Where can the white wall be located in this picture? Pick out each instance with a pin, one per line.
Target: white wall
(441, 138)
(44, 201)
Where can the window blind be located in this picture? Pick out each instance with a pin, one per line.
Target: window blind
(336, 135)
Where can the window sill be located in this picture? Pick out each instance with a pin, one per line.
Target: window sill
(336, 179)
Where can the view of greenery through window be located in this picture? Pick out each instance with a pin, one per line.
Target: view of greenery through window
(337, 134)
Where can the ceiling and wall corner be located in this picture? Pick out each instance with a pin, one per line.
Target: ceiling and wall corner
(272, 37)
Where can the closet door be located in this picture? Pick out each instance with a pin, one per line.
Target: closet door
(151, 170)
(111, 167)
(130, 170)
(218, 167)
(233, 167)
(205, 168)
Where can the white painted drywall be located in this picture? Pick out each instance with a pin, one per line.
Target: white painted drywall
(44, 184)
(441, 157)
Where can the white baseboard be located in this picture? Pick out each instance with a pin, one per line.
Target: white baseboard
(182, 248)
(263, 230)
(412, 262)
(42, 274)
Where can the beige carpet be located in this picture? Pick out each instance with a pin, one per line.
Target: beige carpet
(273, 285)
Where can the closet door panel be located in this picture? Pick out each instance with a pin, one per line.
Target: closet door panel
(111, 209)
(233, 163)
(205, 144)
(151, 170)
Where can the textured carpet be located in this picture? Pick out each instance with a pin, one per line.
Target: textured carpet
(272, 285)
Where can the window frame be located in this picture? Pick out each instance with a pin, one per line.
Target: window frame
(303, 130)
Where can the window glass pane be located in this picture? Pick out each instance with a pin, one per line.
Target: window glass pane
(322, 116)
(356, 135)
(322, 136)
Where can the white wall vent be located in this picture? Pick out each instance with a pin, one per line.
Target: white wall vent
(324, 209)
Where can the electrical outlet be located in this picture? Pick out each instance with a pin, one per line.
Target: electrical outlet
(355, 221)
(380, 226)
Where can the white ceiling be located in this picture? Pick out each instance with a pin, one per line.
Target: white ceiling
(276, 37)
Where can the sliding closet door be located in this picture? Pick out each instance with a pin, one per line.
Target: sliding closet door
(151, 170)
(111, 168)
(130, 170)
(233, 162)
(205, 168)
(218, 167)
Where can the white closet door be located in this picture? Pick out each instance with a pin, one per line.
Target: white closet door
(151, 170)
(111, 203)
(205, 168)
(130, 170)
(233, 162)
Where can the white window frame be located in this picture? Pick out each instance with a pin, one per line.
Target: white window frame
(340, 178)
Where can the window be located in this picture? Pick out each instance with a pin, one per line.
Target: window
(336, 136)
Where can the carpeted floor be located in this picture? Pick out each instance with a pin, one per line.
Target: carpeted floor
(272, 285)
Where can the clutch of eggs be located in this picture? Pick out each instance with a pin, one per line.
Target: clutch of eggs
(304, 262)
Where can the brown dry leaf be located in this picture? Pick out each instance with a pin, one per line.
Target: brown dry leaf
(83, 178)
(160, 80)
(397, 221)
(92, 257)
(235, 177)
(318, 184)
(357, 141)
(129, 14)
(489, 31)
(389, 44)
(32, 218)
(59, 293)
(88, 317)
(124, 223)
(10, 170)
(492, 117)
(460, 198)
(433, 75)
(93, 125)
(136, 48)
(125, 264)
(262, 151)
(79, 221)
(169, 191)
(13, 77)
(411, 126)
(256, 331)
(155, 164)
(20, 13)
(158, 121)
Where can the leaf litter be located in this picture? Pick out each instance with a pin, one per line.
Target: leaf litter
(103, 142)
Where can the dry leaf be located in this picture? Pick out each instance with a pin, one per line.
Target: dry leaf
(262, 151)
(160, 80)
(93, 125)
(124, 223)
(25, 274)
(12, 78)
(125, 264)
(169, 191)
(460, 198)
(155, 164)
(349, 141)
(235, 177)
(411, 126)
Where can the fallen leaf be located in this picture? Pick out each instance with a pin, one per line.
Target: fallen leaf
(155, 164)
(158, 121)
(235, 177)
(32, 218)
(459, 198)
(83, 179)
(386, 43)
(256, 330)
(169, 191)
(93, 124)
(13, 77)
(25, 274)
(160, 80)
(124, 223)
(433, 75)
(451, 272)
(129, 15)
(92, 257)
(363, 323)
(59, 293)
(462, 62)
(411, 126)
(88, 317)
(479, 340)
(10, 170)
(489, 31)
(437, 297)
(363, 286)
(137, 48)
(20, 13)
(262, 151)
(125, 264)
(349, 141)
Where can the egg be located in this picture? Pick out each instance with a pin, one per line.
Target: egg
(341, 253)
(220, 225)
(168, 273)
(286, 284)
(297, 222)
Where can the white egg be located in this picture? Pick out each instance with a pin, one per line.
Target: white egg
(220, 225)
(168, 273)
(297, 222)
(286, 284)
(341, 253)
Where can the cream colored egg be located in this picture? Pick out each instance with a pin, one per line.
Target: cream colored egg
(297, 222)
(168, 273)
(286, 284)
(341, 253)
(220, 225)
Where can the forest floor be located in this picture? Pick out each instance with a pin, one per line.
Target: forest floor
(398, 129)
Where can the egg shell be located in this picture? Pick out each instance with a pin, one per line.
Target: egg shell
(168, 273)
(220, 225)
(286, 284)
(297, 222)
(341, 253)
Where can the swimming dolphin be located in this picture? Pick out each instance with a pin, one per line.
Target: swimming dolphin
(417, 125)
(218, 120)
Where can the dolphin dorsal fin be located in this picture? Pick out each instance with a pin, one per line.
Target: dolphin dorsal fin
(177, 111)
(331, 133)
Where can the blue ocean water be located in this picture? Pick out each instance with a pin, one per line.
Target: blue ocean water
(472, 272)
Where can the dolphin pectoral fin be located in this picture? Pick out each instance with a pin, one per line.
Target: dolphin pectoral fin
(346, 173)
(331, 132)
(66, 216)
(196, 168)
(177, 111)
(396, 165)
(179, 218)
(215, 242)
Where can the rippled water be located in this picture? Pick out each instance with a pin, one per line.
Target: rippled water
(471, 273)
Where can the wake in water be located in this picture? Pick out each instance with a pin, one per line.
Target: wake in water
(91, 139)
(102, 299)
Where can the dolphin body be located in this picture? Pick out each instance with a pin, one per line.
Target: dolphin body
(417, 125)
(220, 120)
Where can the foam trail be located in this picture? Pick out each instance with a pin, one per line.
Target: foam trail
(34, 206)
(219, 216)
● ● ● ●
WRITTEN EXERCISE:
Please quote nothing but the lines from the line with "Where can the rippled" through the end of the data above, exactly as written, ends included.

SOLVED PROBLEM:
Where can the rippled water be located in this picture? Pick out each instance with a pin, one per line.
Target: rippled water
(471, 273)
Where can the wake in water be located in this picture? Pick out each instance with a pin, one per line.
Target: wake in water
(91, 139)
(102, 299)
Where can the dolphin body be located in this picture? Pick out each instance with a pin, one per line.
Target: dolphin body
(417, 125)
(220, 120)
Where can the foam trail be located in this picture? Pick out each instance with a pin, one per line.
Target: foam trail
(34, 206)
(219, 216)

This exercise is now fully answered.